The BBC has published a shocking article on coronavirus. And it’s essentially as well-timed piece of propaganda for the Tory government. But what’s more, the BBC has changed the article since it was first released. Not that we should be surprised by any of this.
The BBC: did it really just say that?
In the early hours of Saturday 21 March, the BBC ran an article on coronavirus deaths. It was discussing the forecasts for how many people might die in the UK due to the pandemic. As BBC health journalist Nick Triggle wrote:
Modelling by Imperial College London – used to inform government – suggests 500,000 could die if we do nothing.
Even the government’s previous strategy to slow the spread was likely to lead to 250,000 deaths, the research showed.
But this wasn’t the main thrust of the article. Because Triggle’s overall point was to push the idea that some people who might die from coronavirus may well have died, anyway. He wrote:
The figures for coronavirus are eye-watering. But what is not clear – because the modellers did not map this – is to what extent the deaths would have happened without coronavirus.

• **Problem requirements**:
Repeat word for word the part of the piece on the BBC's coronavirus article from "The BBC: did" to "the research showed.".

• **Data listing**:
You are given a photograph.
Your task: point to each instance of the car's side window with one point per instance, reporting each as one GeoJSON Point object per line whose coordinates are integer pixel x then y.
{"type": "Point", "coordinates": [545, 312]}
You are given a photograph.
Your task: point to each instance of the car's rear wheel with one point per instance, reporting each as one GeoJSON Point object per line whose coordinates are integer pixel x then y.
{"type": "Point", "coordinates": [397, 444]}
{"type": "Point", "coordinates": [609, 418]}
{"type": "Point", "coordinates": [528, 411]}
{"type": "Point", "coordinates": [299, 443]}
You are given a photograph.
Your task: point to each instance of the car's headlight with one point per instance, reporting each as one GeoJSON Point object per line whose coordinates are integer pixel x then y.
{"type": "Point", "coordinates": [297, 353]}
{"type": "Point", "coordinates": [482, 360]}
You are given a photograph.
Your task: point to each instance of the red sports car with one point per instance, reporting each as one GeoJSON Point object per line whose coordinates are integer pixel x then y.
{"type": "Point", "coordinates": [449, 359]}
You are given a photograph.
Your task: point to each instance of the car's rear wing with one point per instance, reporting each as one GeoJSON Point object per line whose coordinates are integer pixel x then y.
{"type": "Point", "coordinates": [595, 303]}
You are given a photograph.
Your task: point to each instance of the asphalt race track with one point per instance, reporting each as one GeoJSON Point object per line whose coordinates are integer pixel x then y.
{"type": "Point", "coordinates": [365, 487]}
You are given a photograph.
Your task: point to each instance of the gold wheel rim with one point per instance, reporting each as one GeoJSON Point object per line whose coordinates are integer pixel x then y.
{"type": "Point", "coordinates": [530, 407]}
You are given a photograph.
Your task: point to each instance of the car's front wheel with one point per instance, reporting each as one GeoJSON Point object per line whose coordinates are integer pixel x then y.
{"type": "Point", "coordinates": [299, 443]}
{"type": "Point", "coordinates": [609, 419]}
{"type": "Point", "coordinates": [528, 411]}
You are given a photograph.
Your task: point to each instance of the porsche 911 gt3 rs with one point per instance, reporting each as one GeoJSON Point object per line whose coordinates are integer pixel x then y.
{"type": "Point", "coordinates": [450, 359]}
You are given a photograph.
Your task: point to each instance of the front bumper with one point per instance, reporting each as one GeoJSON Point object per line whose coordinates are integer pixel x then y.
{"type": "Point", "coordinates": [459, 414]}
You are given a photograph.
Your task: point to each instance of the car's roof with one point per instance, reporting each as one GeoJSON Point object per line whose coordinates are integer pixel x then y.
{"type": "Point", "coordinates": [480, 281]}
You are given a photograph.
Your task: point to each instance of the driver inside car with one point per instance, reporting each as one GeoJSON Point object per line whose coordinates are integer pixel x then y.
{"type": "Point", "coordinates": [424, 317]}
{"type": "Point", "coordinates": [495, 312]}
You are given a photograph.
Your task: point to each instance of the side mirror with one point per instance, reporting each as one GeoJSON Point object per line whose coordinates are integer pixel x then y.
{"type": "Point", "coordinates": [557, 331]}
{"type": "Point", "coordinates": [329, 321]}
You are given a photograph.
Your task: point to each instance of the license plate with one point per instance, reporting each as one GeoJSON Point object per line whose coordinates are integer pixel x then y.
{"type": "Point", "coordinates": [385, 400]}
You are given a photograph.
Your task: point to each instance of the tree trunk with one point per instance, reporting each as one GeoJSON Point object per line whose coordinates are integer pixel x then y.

• **Solution below**:
The BBC: did it really just say that?
In the early hours of Saturday 21 March, the BBC ran an article on coronavirus deaths. It was discussing the forecasts for how many people might die in the UK due to the pandemic. As BBC health journalist Nick Triggle wrote:
Modelling by Imperial College London – used to inform government – suggests 500,000 could die if we do nothing.
Even the government’s previous strategy to slow the spread was likely to lead to 250,000 deaths, the research showed.